## [SELECTED EXCERPT]
—————

Melbourne, July 1: Authorities will lock down around 300,000 people in suburbs north of Melbourne for a month from late on Wednesday to contain the risk of infection after two weeks of double-digit rises in new coronavirus cases in Australia's second-most populous state.

Australia has fared better than many countries in the pandemic, with around 7,830 cases and 104 deaths, but the recent surge has stoked fears of a second wave of COVID-19, echoing concerns expressed in other countries.

Globally, coronavirus cases exceeded 10 million on Sunday, a major milestone in the spread of a disease that has killed more than half a million people in seven months.

From midnight, more than 30 suburbs in Australia's second-biggest city will return to stage three restrictions, the third-strictest level in curbs to control the pandemic. That means residents will be confined to home except for grocery shopping, health appointments, work or caregiving, and exercise.

The restrictions will be accompanied by a testing blitz that authorities hope will extend to half the population of the area affected, and for which borders will be patrolled, authorities said. The measures come as curbs ease across the rest of the state of Victoria, with restaurants, gyms and cinemas reopening in recent weeks.

Victoria recorded 73 fresh cases on Tuesday from 20,682 tests, following an increase of 75 cases on Monday. State premier Daniel Andrews warned on Wednesday that the return of broader restrictions across city remained a possibility.

"If we all stick together these next four weeks, we can regain control of that community transmission ... across metropolitan Melbourne," Andrews said at a briefing. "Ultimately if I didn't shut down those postcodes I'd be shutting down all postcodes. We want to avoid that."

Victoria's spike in cases has been linked to staff members at hotels housing returned travellers for which quarantine protocols were not strictly followed. Victorian state authorities have announced an investigation into the matter.

—————

Dataset entries

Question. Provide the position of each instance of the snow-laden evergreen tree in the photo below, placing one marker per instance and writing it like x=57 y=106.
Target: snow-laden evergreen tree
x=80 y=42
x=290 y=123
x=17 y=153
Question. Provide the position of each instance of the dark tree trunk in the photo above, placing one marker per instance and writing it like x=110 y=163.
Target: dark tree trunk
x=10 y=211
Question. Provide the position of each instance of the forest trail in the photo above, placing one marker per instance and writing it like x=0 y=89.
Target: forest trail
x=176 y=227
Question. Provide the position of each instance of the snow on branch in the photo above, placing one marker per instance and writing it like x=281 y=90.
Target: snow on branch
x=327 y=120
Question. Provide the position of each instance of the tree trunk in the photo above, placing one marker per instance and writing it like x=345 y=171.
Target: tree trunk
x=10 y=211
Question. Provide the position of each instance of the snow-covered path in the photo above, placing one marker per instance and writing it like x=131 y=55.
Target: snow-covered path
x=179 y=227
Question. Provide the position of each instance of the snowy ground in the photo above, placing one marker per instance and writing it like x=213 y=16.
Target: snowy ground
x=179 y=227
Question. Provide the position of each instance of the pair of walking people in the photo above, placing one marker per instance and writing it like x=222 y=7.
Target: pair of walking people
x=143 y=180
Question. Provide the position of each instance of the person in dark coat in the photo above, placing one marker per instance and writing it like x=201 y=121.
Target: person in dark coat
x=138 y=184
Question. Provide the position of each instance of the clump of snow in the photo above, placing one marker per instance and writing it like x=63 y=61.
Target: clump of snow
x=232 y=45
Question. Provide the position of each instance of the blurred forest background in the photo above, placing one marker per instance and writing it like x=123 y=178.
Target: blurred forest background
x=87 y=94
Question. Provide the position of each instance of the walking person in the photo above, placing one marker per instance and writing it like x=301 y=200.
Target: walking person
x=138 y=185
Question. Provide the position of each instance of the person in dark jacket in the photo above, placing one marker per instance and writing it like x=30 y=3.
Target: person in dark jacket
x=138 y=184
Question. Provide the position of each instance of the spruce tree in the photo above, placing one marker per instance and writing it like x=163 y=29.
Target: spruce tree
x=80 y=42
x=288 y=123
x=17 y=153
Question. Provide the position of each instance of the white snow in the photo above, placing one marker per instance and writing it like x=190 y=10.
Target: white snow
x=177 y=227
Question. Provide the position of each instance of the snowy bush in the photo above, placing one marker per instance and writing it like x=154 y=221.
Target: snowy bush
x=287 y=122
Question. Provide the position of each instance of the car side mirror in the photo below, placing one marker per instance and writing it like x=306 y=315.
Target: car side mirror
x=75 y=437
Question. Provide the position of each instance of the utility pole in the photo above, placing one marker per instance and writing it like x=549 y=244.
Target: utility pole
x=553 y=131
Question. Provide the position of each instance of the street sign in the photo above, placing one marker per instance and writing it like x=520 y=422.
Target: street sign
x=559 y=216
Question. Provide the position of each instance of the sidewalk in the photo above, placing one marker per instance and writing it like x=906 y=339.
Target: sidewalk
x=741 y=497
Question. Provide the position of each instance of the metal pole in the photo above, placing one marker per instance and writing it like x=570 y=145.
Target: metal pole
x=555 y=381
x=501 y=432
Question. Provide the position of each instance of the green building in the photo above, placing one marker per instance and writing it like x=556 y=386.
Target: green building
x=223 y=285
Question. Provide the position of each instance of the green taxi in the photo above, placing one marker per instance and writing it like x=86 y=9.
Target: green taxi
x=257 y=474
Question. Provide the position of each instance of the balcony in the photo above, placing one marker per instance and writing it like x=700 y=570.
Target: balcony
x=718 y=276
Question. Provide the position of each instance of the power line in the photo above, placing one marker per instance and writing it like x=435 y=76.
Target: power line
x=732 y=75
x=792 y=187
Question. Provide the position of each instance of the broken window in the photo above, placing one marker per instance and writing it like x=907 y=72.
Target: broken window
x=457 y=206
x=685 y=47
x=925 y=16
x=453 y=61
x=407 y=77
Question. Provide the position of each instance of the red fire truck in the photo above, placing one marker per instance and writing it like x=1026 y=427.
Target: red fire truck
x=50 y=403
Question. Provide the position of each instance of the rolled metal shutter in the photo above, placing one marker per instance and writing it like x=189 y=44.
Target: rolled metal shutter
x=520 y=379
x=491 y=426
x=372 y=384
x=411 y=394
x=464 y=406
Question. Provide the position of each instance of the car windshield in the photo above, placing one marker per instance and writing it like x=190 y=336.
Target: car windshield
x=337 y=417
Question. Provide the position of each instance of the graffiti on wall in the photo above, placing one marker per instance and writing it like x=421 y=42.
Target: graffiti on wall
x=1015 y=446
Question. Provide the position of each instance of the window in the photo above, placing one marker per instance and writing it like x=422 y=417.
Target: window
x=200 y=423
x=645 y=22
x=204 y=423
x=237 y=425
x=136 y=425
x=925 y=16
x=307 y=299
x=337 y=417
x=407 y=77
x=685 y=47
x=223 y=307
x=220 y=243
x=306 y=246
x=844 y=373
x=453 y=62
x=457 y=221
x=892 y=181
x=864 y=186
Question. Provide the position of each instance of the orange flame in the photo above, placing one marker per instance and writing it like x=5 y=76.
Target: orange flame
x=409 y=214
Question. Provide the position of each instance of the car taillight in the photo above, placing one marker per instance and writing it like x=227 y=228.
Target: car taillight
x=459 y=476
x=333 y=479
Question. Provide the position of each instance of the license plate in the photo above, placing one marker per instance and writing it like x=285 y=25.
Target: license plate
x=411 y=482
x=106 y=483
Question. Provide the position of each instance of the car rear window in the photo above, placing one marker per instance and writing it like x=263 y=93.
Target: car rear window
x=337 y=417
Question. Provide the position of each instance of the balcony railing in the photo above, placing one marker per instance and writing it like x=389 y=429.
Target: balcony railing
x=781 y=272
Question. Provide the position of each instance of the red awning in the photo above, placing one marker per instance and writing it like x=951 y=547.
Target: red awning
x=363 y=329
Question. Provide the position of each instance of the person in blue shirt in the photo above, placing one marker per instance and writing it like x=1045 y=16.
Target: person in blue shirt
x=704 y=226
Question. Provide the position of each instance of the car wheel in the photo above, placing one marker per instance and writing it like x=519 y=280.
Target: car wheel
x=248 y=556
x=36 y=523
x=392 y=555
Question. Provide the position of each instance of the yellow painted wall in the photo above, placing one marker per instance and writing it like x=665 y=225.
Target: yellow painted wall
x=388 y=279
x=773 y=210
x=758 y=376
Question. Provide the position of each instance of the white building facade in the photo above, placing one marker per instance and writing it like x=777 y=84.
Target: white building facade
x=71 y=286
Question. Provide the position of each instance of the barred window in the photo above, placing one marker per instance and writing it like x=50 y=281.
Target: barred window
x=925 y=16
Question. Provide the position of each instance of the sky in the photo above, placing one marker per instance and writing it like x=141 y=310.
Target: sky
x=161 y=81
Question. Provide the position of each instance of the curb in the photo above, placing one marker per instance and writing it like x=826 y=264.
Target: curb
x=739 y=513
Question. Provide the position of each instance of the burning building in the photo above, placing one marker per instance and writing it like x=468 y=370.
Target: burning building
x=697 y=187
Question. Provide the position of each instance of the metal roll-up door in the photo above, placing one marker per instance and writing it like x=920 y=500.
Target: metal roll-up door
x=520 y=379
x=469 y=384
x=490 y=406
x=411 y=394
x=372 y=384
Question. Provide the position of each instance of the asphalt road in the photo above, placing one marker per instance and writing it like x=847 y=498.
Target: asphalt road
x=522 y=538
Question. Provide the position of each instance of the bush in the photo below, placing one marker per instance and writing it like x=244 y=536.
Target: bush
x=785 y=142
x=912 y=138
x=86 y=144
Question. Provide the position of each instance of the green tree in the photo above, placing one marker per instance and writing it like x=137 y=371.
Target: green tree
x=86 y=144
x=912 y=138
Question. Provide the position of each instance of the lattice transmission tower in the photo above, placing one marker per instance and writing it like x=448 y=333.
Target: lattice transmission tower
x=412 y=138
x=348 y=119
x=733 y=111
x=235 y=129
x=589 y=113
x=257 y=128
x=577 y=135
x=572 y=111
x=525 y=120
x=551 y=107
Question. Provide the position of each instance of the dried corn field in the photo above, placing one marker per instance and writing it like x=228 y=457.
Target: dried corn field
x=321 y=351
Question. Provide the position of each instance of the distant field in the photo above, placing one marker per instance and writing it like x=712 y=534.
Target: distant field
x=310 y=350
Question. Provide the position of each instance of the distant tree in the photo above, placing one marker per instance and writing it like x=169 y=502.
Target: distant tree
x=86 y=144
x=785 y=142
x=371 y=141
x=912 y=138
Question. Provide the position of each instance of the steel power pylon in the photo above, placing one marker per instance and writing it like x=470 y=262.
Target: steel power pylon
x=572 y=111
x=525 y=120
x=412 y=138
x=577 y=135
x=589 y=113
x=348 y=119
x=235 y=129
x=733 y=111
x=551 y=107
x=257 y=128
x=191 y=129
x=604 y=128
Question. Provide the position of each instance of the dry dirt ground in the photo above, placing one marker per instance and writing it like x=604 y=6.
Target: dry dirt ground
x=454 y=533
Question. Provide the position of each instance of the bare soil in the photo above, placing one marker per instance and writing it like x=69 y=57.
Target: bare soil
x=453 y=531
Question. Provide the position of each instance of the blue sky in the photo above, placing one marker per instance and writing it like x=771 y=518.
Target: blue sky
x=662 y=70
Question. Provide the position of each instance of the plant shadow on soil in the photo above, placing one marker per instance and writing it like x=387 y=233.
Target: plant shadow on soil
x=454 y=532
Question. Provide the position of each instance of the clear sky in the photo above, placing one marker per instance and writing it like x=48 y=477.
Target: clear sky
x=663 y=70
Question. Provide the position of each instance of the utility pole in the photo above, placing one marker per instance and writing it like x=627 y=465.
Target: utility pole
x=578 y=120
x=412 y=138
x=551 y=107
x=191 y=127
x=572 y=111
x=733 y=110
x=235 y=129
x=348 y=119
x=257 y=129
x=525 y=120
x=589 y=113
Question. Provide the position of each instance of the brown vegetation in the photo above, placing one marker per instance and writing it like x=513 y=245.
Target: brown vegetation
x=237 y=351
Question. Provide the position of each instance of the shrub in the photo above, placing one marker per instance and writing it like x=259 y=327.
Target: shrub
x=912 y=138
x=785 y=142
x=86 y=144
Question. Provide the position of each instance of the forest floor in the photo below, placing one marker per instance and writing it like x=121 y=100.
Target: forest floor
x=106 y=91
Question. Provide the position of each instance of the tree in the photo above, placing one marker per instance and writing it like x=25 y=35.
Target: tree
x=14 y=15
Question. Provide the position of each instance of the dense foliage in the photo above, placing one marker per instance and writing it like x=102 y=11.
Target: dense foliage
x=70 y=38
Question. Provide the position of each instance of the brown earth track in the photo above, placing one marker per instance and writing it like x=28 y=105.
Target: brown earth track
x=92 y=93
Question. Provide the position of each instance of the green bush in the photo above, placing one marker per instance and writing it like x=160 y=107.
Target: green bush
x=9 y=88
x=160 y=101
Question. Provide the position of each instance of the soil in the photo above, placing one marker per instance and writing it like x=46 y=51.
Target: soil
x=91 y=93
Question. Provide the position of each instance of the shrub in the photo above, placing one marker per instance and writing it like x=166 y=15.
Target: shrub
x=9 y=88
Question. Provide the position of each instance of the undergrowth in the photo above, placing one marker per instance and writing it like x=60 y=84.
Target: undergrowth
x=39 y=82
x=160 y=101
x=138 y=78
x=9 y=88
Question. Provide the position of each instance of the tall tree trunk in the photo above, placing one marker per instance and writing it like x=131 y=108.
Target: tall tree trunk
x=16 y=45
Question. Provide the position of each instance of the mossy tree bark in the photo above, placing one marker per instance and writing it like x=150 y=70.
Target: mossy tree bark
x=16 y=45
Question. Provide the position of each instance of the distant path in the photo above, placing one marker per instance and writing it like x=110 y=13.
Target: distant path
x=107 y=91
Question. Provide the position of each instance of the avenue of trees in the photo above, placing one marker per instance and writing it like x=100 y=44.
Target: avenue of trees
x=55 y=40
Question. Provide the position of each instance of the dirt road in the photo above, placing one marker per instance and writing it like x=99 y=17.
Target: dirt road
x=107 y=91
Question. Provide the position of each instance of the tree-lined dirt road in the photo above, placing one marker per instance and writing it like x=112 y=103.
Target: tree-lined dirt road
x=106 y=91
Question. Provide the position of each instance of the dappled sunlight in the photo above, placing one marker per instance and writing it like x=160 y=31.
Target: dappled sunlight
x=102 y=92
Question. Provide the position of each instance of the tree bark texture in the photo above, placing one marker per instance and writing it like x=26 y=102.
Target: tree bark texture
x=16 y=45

—————

## [WHAT THIS EXERCISE ASKS]
[a] In the Melbourne lockdown report, rewrite the passage from "The restrictions will" to "in recent weeks.", swapping "testing blitz" for "testing campaign".
[b] Do the following statements agree with the Melbourne lockdown report? Answer yes or no to each, and quote the words of the report that decide it. (i) The lockdown in the northern suburbs is set to last a month. (ii) Restaurants, gyms and cinemas have been closing across the rest of Victoria. (iii) Victoria recorded 73 fresh cases on Tuesday.

## [SOLUTION SET]
[a]
The restrictions will be accompanied by a testing campaign that authorities hope will extend to half the population of the area affected, and for which borders will be patrolled, authorities said. The measures come as curbs ease across the rest of the state of Victoria, with restaurants, gyms and cinemas reopening in recent weeks.

[b]
(i) Yes: "for a month from late on Wednesday"
(ii) No: "with restaurants, gyms and cinemas reopening in recent weeks"
(iii) Yes: "Victoria recorded 73 fresh cases on Tuesday"